Task data START

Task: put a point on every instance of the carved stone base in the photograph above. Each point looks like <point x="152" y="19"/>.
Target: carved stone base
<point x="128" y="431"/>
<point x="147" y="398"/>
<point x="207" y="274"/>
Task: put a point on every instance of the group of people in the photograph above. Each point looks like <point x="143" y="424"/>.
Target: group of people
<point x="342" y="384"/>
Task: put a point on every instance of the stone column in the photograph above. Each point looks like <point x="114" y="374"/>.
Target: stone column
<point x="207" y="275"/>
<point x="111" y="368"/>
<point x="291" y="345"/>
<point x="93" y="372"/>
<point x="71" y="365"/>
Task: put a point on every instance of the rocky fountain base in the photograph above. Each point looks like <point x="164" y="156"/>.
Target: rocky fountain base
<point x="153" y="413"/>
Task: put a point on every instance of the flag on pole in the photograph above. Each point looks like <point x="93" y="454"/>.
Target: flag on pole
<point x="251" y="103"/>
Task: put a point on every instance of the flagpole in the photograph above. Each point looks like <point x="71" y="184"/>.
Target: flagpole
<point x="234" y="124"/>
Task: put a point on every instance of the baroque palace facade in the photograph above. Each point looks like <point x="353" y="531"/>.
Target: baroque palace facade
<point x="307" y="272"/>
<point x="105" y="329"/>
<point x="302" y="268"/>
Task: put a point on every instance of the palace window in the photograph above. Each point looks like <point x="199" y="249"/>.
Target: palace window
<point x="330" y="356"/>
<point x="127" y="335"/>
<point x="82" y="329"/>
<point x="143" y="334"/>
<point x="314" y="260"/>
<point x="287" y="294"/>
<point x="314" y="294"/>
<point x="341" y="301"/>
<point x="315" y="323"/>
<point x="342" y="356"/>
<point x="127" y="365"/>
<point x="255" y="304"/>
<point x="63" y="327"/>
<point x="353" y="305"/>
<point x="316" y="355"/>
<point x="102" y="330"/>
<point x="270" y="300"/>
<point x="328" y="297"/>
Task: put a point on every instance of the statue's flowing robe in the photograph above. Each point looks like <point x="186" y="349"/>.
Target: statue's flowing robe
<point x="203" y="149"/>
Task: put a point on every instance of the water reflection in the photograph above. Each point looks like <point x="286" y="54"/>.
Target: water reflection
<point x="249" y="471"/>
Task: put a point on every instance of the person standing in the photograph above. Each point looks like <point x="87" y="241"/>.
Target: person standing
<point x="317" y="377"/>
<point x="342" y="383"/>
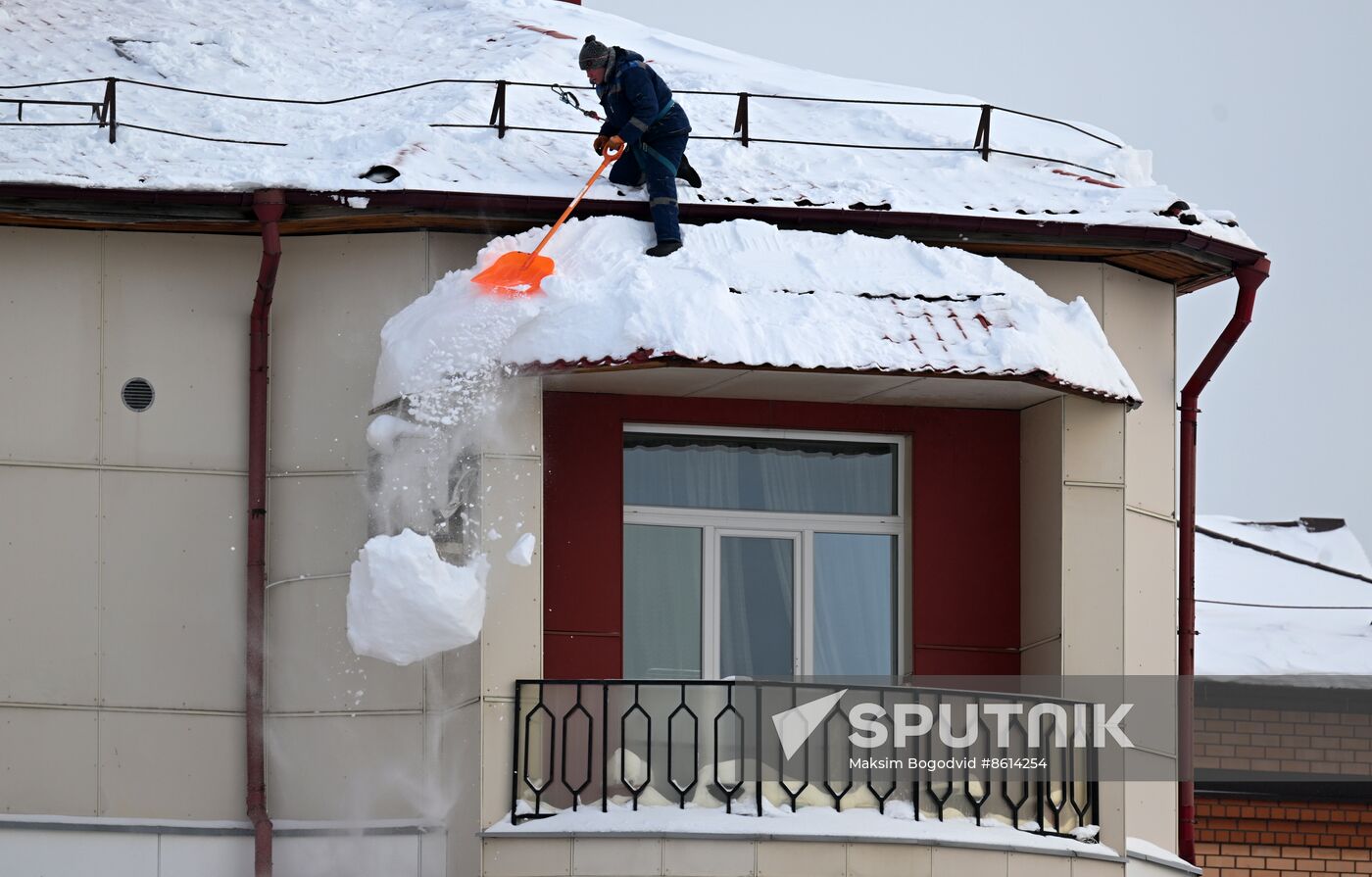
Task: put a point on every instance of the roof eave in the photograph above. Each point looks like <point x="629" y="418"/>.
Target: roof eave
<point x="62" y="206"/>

Task data END

## Your objective
Starting with the line that contains "Task: put a point on every instance of the person" and ending with the last line of the material, every line must be written out exactly; no other lines and no pictures are wanted.

## Expected answer
Task: put a point on every instance of the person standing in the photograph above. Each point looks like <point x="87" y="241"/>.
Target: person standing
<point x="317" y="377"/>
<point x="342" y="383"/>
Task: put a point on every instance of the roof eave in the photograph above. Each point looks like <point x="629" y="418"/>.
Target: roof eave
<point x="62" y="206"/>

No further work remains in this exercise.